◆ GOAL: Take the line that contains "grass in the photo above." as the first line and the last line of the material below as the final one; reproduce exactly the lines between, inclusive.

─── LISTED ENTRIES

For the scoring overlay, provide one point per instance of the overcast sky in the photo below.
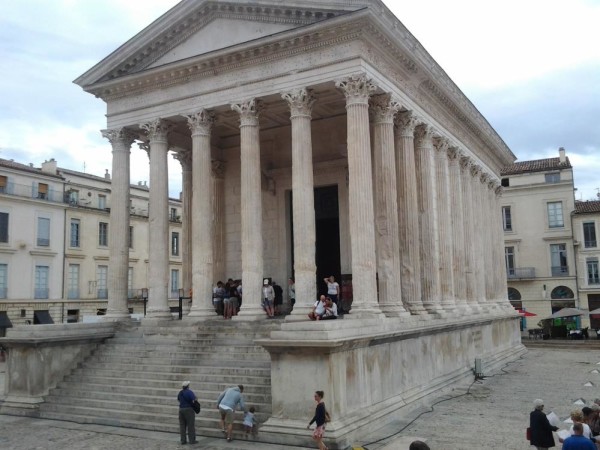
(531, 67)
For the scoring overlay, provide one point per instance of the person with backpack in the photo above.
(321, 417)
(187, 415)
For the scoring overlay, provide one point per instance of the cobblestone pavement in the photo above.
(491, 413)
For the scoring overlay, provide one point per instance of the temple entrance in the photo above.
(327, 224)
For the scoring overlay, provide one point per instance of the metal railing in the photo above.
(560, 271)
(521, 272)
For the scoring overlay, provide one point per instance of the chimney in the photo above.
(561, 155)
(49, 166)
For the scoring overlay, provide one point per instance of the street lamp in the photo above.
(145, 298)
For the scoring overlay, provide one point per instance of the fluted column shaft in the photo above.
(383, 110)
(118, 245)
(185, 158)
(158, 267)
(200, 125)
(408, 214)
(300, 103)
(357, 90)
(218, 208)
(468, 231)
(444, 225)
(458, 227)
(429, 242)
(251, 202)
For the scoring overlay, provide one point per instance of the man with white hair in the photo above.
(541, 430)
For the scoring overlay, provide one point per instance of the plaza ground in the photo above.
(488, 413)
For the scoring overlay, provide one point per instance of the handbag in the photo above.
(196, 406)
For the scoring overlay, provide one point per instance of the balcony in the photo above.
(520, 273)
(560, 271)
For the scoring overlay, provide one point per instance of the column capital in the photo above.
(201, 122)
(406, 123)
(184, 156)
(423, 133)
(157, 130)
(218, 169)
(300, 101)
(383, 108)
(119, 136)
(249, 111)
(357, 88)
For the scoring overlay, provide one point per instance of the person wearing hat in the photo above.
(268, 298)
(187, 416)
(541, 430)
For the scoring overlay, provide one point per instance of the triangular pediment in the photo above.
(218, 34)
(198, 27)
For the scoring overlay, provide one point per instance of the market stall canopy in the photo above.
(567, 312)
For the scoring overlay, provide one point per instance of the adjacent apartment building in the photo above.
(54, 244)
(545, 230)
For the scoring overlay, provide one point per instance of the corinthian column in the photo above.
(252, 239)
(357, 90)
(218, 208)
(444, 223)
(459, 263)
(185, 158)
(429, 242)
(383, 110)
(158, 283)
(121, 140)
(300, 103)
(408, 217)
(200, 125)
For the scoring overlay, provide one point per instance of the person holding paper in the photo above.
(541, 430)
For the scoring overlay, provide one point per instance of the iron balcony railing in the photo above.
(560, 271)
(521, 272)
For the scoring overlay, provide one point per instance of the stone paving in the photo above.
(490, 413)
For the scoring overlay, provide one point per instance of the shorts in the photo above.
(227, 415)
(319, 432)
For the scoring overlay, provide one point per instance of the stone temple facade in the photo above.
(317, 138)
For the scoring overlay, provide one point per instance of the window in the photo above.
(174, 283)
(73, 281)
(506, 218)
(42, 191)
(3, 227)
(589, 234)
(103, 234)
(593, 275)
(73, 197)
(43, 239)
(555, 219)
(74, 233)
(509, 257)
(101, 282)
(558, 258)
(175, 244)
(3, 280)
(41, 282)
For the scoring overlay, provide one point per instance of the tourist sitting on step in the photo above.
(227, 402)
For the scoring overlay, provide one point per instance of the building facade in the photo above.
(54, 241)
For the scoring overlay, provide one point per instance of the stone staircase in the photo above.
(133, 379)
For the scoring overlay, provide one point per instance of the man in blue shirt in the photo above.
(577, 441)
(187, 416)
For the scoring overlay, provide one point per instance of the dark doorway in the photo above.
(327, 224)
(327, 218)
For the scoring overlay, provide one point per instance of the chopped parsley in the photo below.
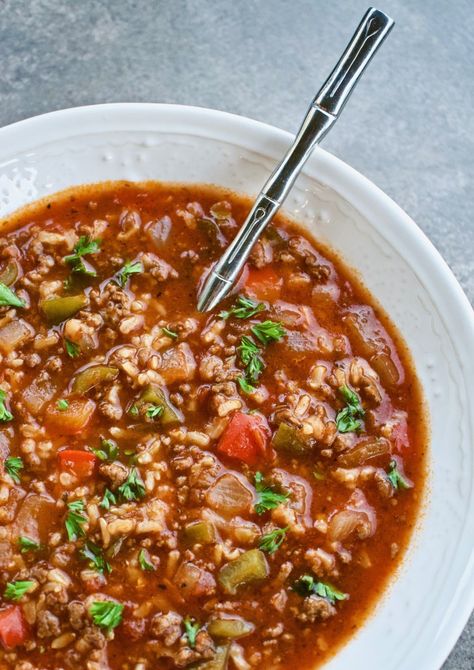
(133, 488)
(108, 450)
(308, 586)
(84, 247)
(7, 297)
(245, 386)
(75, 519)
(244, 308)
(145, 561)
(128, 269)
(267, 498)
(108, 499)
(396, 478)
(169, 333)
(5, 414)
(268, 331)
(106, 613)
(191, 628)
(271, 542)
(13, 465)
(15, 590)
(92, 553)
(347, 419)
(251, 358)
(72, 349)
(26, 544)
(154, 411)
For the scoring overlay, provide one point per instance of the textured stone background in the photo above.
(409, 126)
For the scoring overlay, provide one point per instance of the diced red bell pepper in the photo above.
(71, 420)
(263, 284)
(246, 438)
(13, 627)
(81, 464)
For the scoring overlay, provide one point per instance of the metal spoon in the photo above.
(322, 114)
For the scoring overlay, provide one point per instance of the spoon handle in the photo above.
(322, 114)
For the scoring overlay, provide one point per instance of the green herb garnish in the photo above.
(72, 349)
(5, 414)
(128, 269)
(144, 561)
(396, 478)
(267, 498)
(133, 488)
(75, 520)
(154, 411)
(244, 308)
(108, 450)
(92, 553)
(7, 297)
(108, 499)
(13, 465)
(271, 542)
(169, 333)
(268, 331)
(84, 247)
(308, 586)
(26, 544)
(347, 419)
(191, 628)
(15, 590)
(106, 613)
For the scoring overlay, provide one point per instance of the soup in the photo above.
(223, 490)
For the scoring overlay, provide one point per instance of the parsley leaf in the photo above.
(191, 628)
(7, 297)
(267, 498)
(92, 553)
(144, 561)
(75, 520)
(15, 590)
(244, 308)
(245, 386)
(268, 331)
(106, 613)
(250, 356)
(397, 479)
(5, 414)
(128, 269)
(169, 333)
(133, 488)
(154, 411)
(26, 544)
(108, 499)
(347, 419)
(72, 349)
(308, 586)
(84, 247)
(13, 465)
(108, 450)
(271, 542)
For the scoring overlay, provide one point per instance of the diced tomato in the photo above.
(79, 463)
(71, 420)
(246, 438)
(13, 627)
(263, 284)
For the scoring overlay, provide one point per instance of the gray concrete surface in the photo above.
(409, 127)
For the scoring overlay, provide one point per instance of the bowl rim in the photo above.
(328, 169)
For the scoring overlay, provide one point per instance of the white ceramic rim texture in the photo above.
(362, 194)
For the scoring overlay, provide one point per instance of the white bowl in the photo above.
(429, 601)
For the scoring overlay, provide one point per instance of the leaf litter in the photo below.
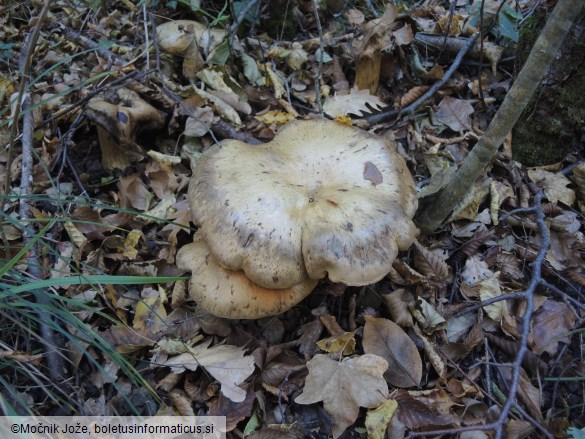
(405, 355)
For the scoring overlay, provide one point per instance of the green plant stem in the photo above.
(536, 66)
(24, 79)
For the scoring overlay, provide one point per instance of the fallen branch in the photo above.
(499, 425)
(391, 114)
(516, 100)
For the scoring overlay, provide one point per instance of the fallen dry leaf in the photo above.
(388, 340)
(227, 364)
(555, 186)
(551, 324)
(377, 420)
(455, 113)
(345, 386)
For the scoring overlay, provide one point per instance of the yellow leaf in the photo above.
(130, 243)
(377, 420)
(275, 117)
(76, 236)
(344, 343)
(149, 315)
(275, 81)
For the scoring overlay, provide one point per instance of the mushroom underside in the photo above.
(231, 294)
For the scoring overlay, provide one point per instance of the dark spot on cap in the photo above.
(122, 117)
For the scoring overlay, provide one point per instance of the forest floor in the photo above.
(105, 108)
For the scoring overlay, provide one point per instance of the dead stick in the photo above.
(390, 114)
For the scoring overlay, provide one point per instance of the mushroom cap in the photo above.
(230, 294)
(123, 113)
(321, 198)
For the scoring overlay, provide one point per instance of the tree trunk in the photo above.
(516, 100)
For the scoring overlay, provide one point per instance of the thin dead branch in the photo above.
(391, 114)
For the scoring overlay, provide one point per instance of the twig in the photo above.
(90, 44)
(239, 19)
(321, 54)
(390, 114)
(54, 359)
(528, 295)
(222, 128)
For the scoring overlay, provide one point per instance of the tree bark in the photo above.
(536, 66)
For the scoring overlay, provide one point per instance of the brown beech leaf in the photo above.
(455, 113)
(388, 340)
(550, 325)
(182, 402)
(345, 386)
(431, 265)
(309, 334)
(398, 303)
(227, 364)
(134, 193)
(416, 414)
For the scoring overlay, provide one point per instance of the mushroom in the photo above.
(321, 199)
(187, 38)
(119, 117)
(230, 294)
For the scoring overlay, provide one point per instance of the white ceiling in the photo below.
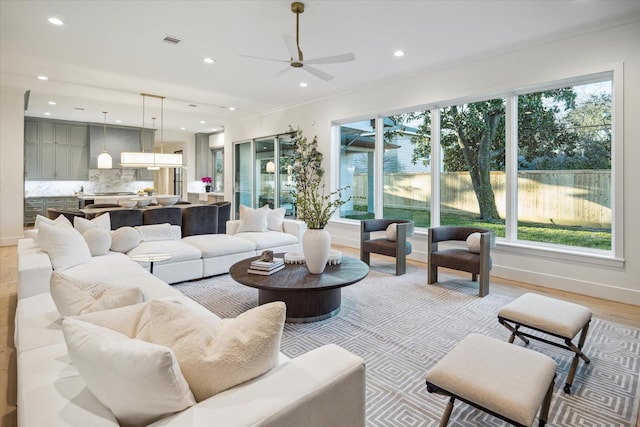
(108, 52)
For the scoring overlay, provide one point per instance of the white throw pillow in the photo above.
(73, 296)
(214, 355)
(253, 219)
(473, 242)
(275, 219)
(44, 220)
(98, 240)
(140, 382)
(102, 221)
(392, 232)
(64, 245)
(124, 239)
(152, 232)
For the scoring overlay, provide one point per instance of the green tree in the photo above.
(473, 137)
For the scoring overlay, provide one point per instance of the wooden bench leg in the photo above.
(546, 404)
(576, 358)
(447, 413)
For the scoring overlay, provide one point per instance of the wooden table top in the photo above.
(296, 277)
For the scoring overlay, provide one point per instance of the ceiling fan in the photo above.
(297, 59)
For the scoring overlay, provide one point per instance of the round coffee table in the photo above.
(309, 297)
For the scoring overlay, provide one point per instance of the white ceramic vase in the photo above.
(316, 244)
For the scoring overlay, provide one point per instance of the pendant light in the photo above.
(104, 160)
(153, 160)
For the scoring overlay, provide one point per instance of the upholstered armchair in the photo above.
(476, 262)
(398, 247)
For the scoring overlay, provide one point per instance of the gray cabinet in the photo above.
(55, 150)
(34, 206)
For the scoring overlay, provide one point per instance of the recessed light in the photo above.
(55, 21)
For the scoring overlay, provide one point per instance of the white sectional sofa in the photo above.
(323, 387)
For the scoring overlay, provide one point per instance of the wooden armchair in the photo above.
(399, 248)
(460, 259)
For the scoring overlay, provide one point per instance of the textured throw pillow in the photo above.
(253, 219)
(64, 245)
(98, 240)
(102, 221)
(214, 355)
(473, 242)
(140, 382)
(392, 232)
(275, 219)
(44, 220)
(152, 232)
(73, 296)
(124, 239)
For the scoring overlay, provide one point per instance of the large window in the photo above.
(357, 146)
(535, 166)
(472, 140)
(564, 165)
(407, 167)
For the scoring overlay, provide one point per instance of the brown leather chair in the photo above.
(478, 264)
(399, 248)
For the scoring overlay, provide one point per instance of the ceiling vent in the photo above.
(171, 39)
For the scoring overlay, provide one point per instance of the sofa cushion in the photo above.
(98, 240)
(270, 239)
(214, 355)
(149, 233)
(138, 381)
(64, 245)
(124, 239)
(253, 219)
(213, 245)
(74, 296)
(178, 250)
(82, 224)
(275, 219)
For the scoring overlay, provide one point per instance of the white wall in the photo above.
(591, 53)
(11, 165)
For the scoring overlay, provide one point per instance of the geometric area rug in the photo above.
(401, 327)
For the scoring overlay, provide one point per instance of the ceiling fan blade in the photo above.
(320, 74)
(345, 57)
(279, 73)
(263, 58)
(292, 47)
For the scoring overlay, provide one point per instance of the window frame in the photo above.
(609, 258)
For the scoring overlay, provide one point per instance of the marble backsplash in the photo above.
(100, 181)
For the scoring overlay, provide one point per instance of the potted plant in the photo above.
(206, 180)
(314, 204)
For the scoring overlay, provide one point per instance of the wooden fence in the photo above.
(573, 197)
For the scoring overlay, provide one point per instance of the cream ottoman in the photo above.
(557, 318)
(507, 381)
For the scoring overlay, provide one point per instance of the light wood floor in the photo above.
(612, 311)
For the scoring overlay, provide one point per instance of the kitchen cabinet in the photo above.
(34, 206)
(55, 150)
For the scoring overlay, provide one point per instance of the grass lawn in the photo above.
(595, 238)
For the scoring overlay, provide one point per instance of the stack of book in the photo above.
(266, 267)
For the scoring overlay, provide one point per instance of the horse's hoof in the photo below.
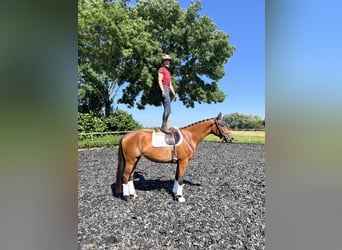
(133, 196)
(180, 199)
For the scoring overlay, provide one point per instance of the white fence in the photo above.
(92, 134)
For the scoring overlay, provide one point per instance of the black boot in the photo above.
(164, 127)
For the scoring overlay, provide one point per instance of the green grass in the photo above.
(99, 141)
(257, 137)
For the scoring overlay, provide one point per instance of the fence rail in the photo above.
(92, 134)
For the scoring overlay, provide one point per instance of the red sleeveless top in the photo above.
(167, 76)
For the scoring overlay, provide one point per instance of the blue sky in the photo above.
(244, 82)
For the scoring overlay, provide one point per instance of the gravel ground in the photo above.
(224, 208)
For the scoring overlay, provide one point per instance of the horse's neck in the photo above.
(199, 131)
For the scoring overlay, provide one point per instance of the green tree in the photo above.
(120, 46)
(242, 121)
(121, 121)
(112, 47)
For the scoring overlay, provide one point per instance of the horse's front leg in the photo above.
(178, 183)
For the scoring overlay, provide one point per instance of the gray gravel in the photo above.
(224, 208)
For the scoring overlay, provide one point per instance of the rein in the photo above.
(222, 135)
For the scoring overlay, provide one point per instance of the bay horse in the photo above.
(138, 143)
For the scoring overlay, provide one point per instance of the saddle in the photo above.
(161, 139)
(170, 139)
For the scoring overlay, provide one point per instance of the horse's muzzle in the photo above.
(227, 139)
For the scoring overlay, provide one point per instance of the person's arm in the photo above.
(172, 91)
(160, 82)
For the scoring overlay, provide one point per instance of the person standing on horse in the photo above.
(165, 85)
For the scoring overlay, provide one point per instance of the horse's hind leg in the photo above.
(178, 184)
(131, 189)
(127, 183)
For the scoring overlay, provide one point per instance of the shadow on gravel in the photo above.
(141, 183)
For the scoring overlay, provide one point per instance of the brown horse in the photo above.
(137, 143)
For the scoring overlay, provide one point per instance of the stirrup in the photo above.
(165, 130)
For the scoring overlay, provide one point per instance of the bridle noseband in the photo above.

──────

◆ TASK SOLUTION:
For the scoring overlay, provide one point per instance of the green grass in the photo above.
(99, 141)
(257, 137)
For the scoring overlay, provide one point per instance of the fence rail in the photo above.
(92, 134)
For the scoring overlay, provide one point per instance of the red sleeveless top in the photo above.
(167, 76)
For the scoring overlay, provide one point per instance of the blue sky in the photo above.
(244, 82)
For the scoring overlay, provide one point per instance of the gravel ground in the photo above.
(224, 208)
For the scoring overlay, provide one point per instance of the horse's neck in the photo above.
(199, 131)
For the scoring overlay, provide one point per instance of the green tree in the photo above.
(120, 46)
(242, 121)
(121, 121)
(112, 47)
For the scoring overlay, provide one point per instance of the horse's front leg in the photo above.
(178, 183)
For the scoring overlay, provide one point per instance of the gray gravel in the photo above.
(224, 208)
For the scoring overlay, provide one point per instance of the rein in the photo above.
(222, 135)
For the scoring overlay, provide one point per instance of the bay horse in the photo above.
(138, 143)
For the scoring overlay, provide one point per instance of the saddle in the photo above.
(161, 139)
(170, 139)
For the scoring overlay, provide one point per instance of the horse's muzzle in the photo above.
(227, 139)
For the scoring overlay, provide one point per instance of the person's arm in the photo above.
(172, 91)
(160, 82)
For the scoring overlay, provide one point per instance of the person standing on horse in the photo above.
(165, 85)
For the scoring overlay, provide one point per instance of the horse's hind leg in the photo above.
(178, 184)
(131, 189)
(127, 183)
For the scoring overlay, provide one point per instance of the shadow on gravel in the photo above.
(141, 183)
For the scoring overlay, provide one point per instance of the brown horse in the photo above.
(137, 143)
For the scoring overlay, provide one point per instance of the stirrup in the photo above.
(165, 130)
For the scoring overlay, provide one point per instance of the bridle noseband in the photo above.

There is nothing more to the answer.